EXERCISE INSTRUCTIONS:
**A)** For each statement about the passage on children missing school, answer yes or no according to the passage, and quote the words that decide it.
(i) The American Academy of Pediatrics issued guidelines allowing school attendance for those with "mild" diarrhea and vomiting.
(ii) Asthma has tripled since 1980.
(iii) Nearly 1.2 million children were homeless in the 2021-2022 school year.
**B)** Use the passage on children missing school to answer these questions:
(i) Which agency said that those actively infectious with COVID-19 could return to schools or workplaces?
(ii) By what percentage has student homelessness risen since the 2006-2007 school year?
(iii) How many students in New York City experienced homelessness last school year?
**C)** Continue the passage on children missing school, starting after its final sentence.
### READING PASSAGE ###
Underscoring the Biden administration’s complicitly in keeping kids in schools and parents on the job, the Centers for Disease Control and Prevention (CDC) has now said that those who are actively infectious with COVID-19 could return to schools or workplaces. The American Academy of Pediatrics (AAP) followed with new guidelines allowing school attendance for those with “mild” diarrhea and vomiting. This is a recipe for more disease and death and amounts to the repudiation of public health.
Other illnesses are also on the rise for a variety of reasons stemming from pollution and climate change—also the product of the insatiable drive for capitalist profit-making. For example, asthma has doubled since 1980, especially in urban areas.
Secondly, more children are missing school because of growing poverty. Unreliable transportation, hunger, a lack of clothing, and limited necessary school supplies, including internet access—all cause children to miss school.
Worst of all, the spread of deep poverty means the rise of homelessness. Since the 2006-2007 school year, student homelessness is up 77 percent. In the 2021-2022 school year, nearly 1.2 million children were homeless. In New York City alone, the number of students experiencing homelessness grew to more than 146,000 last school year, an increase of 26,000 students, according to a recent report.
### LISTED ENTRIES ###
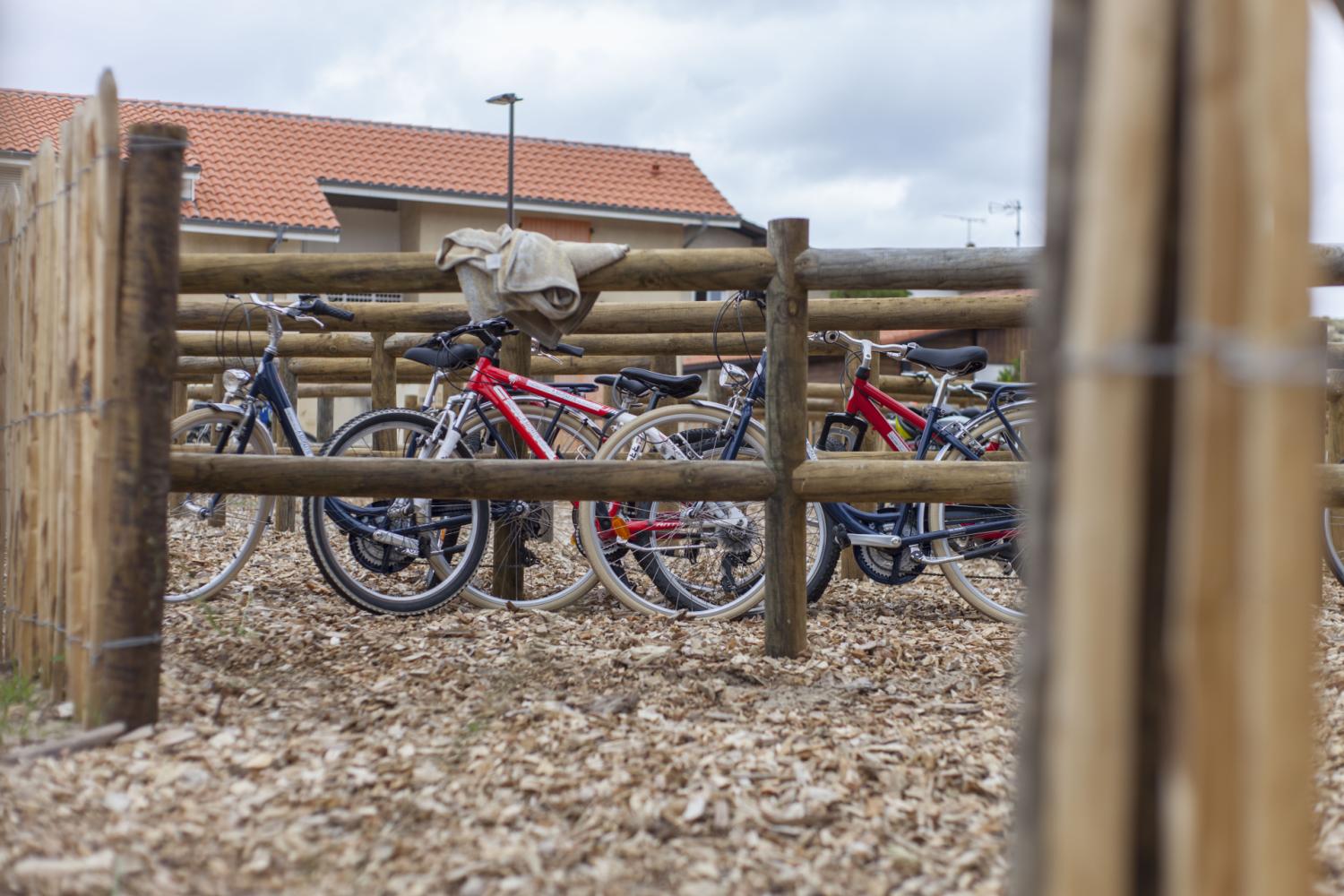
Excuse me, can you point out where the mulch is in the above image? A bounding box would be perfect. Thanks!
[0,535,1344,895]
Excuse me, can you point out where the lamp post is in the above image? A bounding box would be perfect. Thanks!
[486,92,523,227]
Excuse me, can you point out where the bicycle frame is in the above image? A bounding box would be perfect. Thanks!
[723,349,1019,548]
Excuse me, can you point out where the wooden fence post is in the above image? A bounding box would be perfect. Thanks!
[835,331,883,582]
[89,124,187,728]
[370,333,397,452]
[765,218,808,657]
[491,333,532,600]
[317,398,336,442]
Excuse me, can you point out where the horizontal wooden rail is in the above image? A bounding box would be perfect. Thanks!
[187,383,374,401]
[817,450,1018,463]
[793,461,1027,503]
[182,248,774,293]
[174,355,650,383]
[177,294,1031,339]
[168,452,780,501]
[180,246,1344,294]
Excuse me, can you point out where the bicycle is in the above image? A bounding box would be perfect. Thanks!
[580,331,1030,621]
[304,318,720,614]
[164,293,355,603]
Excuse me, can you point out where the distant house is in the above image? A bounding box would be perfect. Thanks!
[0,90,761,301]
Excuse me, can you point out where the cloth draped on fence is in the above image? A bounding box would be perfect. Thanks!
[435,224,631,348]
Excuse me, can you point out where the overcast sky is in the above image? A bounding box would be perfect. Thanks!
[0,0,1344,303]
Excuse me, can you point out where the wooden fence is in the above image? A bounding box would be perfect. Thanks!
[0,73,185,726]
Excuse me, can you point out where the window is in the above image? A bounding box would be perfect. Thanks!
[518,215,593,243]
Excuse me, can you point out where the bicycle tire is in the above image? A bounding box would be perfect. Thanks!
[922,401,1034,625]
[164,407,276,603]
[304,409,491,616]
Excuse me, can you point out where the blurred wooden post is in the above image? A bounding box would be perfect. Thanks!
[88,124,187,729]
[317,398,336,442]
[370,333,397,452]
[765,218,808,657]
[271,358,303,532]
[491,333,532,600]
[1325,369,1344,547]
[169,381,191,419]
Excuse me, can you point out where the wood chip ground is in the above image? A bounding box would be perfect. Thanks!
[0,535,1344,895]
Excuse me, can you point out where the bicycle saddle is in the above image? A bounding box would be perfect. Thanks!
[621,366,701,398]
[906,345,989,376]
[970,383,1037,395]
[402,340,480,371]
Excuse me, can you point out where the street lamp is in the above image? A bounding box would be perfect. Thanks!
[486,92,523,227]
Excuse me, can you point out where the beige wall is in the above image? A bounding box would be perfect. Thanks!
[182,202,752,431]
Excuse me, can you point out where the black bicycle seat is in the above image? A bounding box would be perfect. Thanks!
[621,366,701,398]
[402,341,481,371]
[970,383,1037,395]
[593,374,650,398]
[906,345,989,376]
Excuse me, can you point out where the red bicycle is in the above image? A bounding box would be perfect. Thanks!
[304,318,701,616]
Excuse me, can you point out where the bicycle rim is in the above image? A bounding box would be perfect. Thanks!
[164,409,276,603]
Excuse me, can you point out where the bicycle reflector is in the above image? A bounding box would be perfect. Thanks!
[719,361,752,388]
[223,366,252,395]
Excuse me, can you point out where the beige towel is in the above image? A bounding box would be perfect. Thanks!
[435,224,631,348]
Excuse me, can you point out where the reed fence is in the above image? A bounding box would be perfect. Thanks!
[0,73,185,726]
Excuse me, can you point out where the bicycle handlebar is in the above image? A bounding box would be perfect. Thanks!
[808,329,913,361]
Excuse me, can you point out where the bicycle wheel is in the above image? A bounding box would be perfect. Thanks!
[304,409,491,616]
[580,406,831,618]
[164,409,276,603]
[1322,470,1344,584]
[925,401,1034,624]
[462,399,599,610]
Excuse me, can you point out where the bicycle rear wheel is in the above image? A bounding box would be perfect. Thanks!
[925,401,1035,625]
[304,409,491,616]
[164,409,276,603]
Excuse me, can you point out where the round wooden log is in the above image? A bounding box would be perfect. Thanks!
[180,246,1344,294]
[187,383,373,401]
[177,294,1031,335]
[168,452,780,501]
[182,248,774,294]
[92,124,187,729]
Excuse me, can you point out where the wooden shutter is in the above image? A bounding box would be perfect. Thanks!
[518,215,593,243]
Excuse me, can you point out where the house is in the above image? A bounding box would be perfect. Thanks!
[0,89,765,425]
[0,89,760,301]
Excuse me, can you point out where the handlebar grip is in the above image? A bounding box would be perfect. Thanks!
[314,298,355,321]
[550,342,583,358]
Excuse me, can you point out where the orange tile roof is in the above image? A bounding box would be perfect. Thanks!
[0,89,738,231]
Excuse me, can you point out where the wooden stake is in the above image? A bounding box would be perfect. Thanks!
[765,218,808,657]
[90,124,187,729]
[491,334,532,600]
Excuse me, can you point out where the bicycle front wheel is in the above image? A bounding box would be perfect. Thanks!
[580,406,830,619]
[462,399,599,610]
[164,409,276,603]
[304,409,489,616]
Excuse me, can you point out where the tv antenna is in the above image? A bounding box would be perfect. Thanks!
[989,199,1021,248]
[943,215,986,248]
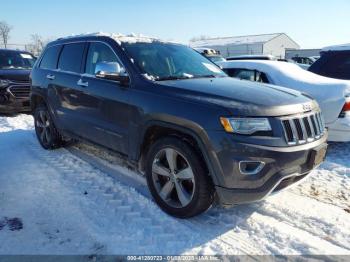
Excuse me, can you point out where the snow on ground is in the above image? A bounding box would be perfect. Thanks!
[0,115,350,254]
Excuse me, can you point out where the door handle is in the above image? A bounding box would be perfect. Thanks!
[77,79,89,87]
[46,74,55,80]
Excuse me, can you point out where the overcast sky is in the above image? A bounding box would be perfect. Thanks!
[0,0,350,48]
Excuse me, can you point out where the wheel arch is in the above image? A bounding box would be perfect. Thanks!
[138,120,218,184]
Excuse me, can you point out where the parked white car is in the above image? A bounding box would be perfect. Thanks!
[218,60,350,142]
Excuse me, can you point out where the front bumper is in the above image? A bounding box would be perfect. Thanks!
[328,115,350,142]
[205,132,327,205]
[0,89,31,114]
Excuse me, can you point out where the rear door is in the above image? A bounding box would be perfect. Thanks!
[49,42,86,135]
[77,42,130,154]
[31,45,62,125]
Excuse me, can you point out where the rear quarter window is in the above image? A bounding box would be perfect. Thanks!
[58,43,85,73]
[39,45,61,69]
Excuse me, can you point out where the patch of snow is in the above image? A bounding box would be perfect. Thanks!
[59,32,162,45]
[190,33,282,47]
[321,44,350,52]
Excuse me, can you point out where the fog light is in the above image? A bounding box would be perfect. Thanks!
[239,161,265,175]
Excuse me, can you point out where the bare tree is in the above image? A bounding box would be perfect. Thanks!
[0,21,12,48]
[26,34,51,56]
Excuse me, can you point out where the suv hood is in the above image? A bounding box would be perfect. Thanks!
[0,69,30,81]
[158,77,318,116]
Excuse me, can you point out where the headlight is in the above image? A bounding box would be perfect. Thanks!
[0,79,10,88]
[220,117,272,135]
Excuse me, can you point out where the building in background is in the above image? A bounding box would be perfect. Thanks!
[190,33,300,58]
[286,49,321,59]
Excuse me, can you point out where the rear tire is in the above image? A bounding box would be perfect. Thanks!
[34,105,64,149]
[146,137,215,218]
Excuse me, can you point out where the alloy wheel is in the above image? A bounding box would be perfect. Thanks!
[152,148,195,208]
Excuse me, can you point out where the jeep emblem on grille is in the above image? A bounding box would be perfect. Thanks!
[303,104,312,112]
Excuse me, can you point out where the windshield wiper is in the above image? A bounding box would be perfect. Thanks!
[193,75,217,78]
[155,76,193,81]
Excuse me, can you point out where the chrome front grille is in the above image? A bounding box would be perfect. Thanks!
[281,112,325,145]
[8,80,30,98]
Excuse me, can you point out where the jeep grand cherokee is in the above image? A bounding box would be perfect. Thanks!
[31,34,327,218]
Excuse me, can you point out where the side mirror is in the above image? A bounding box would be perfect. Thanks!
[95,62,130,85]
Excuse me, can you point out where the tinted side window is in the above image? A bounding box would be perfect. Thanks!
[223,68,237,77]
[40,45,62,69]
[58,43,85,73]
[85,42,121,75]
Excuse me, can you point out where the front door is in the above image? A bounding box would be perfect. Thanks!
[74,42,130,154]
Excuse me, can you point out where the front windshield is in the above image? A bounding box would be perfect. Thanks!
[122,42,226,81]
[0,51,36,69]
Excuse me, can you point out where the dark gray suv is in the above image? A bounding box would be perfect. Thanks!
[31,34,327,218]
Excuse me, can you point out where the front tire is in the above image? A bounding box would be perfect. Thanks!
[146,137,215,218]
[34,105,63,149]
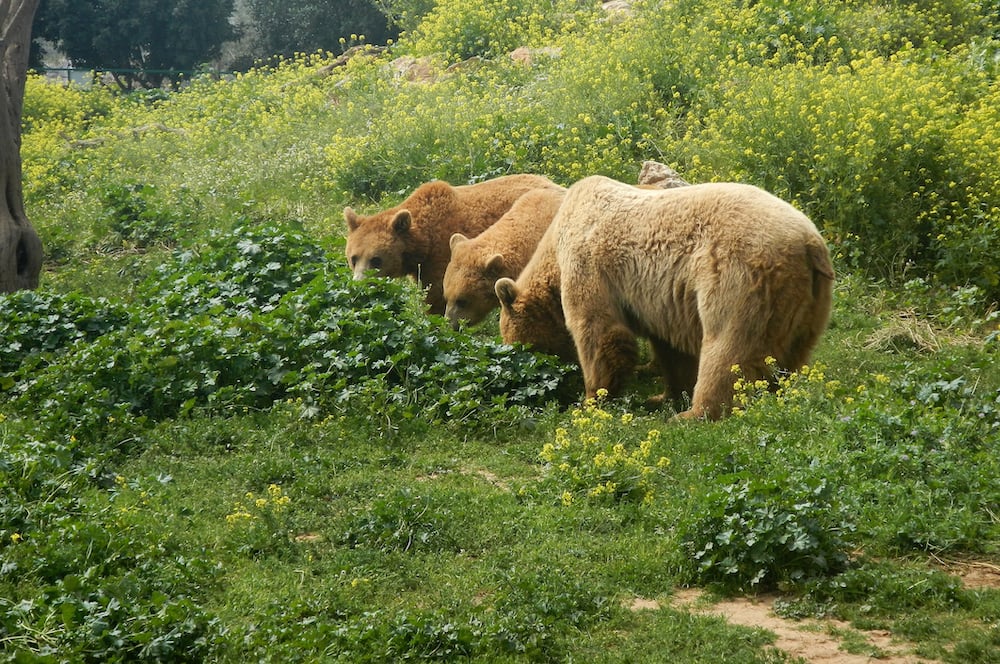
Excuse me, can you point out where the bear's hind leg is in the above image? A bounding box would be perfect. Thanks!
###
ANSWERS:
**A)**
(i) Yes: "new guidelines allowing school attendance for those with “mild” diarrhea and vomiting"
(ii) No: "asthma has doubled since 1980"
(iii) Yes: "In the 2021-2022 school year, nearly 1.2 million children were homeless."

**B)**
(i) The Centers for Disease Control and Prevention (CDC)
(ii) 77 percent
(iii) More than 146,000

**C)**
Students experiencing homelessness are chronically absent from school at a rate at least twice that of the overall student population. The nonprofit SchoolHouse Connection explains, “The mobility, poverty, and trauma associated with homelessness affects students’ emotional and physical health, hygiene, preparedness for school, transportation options, and other factors that increase absenteeism.”
Ed Research, created by the Annenberg Institute at Brown University, concludes, “Students who walk through dangerous neighborhoods to get to school or who have long commutes to school have lower attendance rates. Districts located in cities with higher rates of asthma and colder weather have a higher percentage of chronically absent students. Poor classroom ventilation is associated with increased absences due to illness.” And they add, “Students living in neighborhoods with higher poverty levels, lower homeownership rates, and more violent crimes have more absences.”
Seizing on absenteeism for a right-wing political agenda
Chronic absentee numbers make no allowance for these massive social problems. In fact, the statistic even fails to distinguish between “excused” and “unexcused” absences. Therefore, as noted above, the CDC guidelines call for sick children to be in school.
Chronic absenteeism as a metric first came into wide use to meet the requirements of former Democratic President Obama’s 2015 Every Student Succeeds Act (ESSA). ESSA continued its predecessor’s (Race to the Top) emphasis on standardized test scores and added state accountability criteria, often measured by attendance rates. ESSA mandated the labeling of “failing schools” and victimized those that served impoverished children in order to promote charters and other privatization measures. The first year measured specifically for chronic absenteeism, 2015, already showed 7 million students missing 10 percent or more of the school year.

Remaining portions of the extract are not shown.